RECORD LIST

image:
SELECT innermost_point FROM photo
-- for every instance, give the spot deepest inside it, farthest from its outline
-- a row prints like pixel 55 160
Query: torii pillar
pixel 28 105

INSTRUCTION
Rewrite every line of the listing above as a numbered list, skipping any blank lines.

RESULT
1. image:
2. SELECT innermost_point FROM photo
3. -- for every instance, give the spot deepest inside it, farthest from its outline
4. -- a row prints like pixel 55 160
5. Query: torii pillar
6. pixel 28 105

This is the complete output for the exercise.